**What is asked**
Copy the records below word for word, every line, with nothing added or left out.

**Supplied records**
····················
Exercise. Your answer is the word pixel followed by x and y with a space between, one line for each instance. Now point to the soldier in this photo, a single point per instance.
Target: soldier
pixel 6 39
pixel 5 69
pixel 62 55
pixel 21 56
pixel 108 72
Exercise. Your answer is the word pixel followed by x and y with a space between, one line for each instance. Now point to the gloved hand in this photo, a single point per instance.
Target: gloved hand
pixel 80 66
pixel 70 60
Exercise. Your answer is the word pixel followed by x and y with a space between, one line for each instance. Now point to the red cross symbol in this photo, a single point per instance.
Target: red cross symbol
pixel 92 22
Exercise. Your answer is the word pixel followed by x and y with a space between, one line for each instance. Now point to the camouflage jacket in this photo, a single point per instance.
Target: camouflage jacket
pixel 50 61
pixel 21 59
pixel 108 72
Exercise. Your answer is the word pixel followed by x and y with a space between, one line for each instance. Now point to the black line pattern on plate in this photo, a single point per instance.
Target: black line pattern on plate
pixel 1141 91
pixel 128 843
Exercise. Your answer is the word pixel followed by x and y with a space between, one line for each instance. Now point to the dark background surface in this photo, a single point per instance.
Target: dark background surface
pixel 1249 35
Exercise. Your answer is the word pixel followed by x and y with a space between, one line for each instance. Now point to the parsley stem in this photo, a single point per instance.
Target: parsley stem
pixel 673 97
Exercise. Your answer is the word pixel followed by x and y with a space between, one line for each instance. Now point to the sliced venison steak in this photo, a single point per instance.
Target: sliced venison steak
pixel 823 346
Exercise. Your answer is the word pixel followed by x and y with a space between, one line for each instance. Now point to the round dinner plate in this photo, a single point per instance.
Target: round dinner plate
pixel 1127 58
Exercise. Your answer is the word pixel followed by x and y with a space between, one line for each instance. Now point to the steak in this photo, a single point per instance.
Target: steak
····················
**Written answer**
Exercise. Your answer is the word pixel followed by x and y with a space between, one line for each instance. Now point to the soldier in this photo, a single point per instance.
Target: soldier
pixel 6 39
pixel 5 69
pixel 62 55
pixel 21 56
pixel 108 72
Exercise. Your answer is the word pixel followed by x and y with a space between, one line for each instance. Now point to the gloved hand in this photo, a single point per instance.
Target: gloved hand
pixel 80 66
pixel 70 60
Exercise. Your answer is the word pixel followed by x and y with a space between, one line for each instance. Now point to the red cross symbol in this photo, a single point per instance.
Target: red cross symbol
pixel 92 22
Exercise. Your answer is the word pixel followed by x and y with a space between, one line for each instance. Now point to the camouflage jacket in this photo, a single point per instance.
Target: camouflage jacket
pixel 50 61
pixel 21 59
pixel 108 72
Exercise. Your answer is the word pixel followed by x and y with a space between, one line for each instance. Now point to the black line pattern on plate in this photo, a single point per instance.
Target: black line pattern on plate
pixel 1141 91
pixel 128 843
Exercise. Your answer is the word pixel followed by x and y with a space between, one line for each instance. Now point to the dark background surface in this photo, a single point per instance.
Target: dark background surface
pixel 1249 35
Exercise. Your answer is the word pixel followed by x and y with a space between, one line for each instance. Now point to the parsley stem in this photo, a single point per instance.
Target: parsley stem
pixel 673 97
Exercise. Your answer is the word pixel followed by x and y with a space between, one line for each instance. Now point to the sliced venison steak in this photo, a single point per instance.
Target: sliced venison steak
pixel 823 346
Exercise. Your answer is the word pixel followed by x and y with a space between, one line for each instance. Now point to the round dinner plate in this photo, a single point per instance.
Target: round dinner plate
pixel 1127 58
Exercise. Your answer is the word pixel followed by x and y with a space between, one line for each instance. Now point to the steak in this photo, a single point per instance.
Target: steak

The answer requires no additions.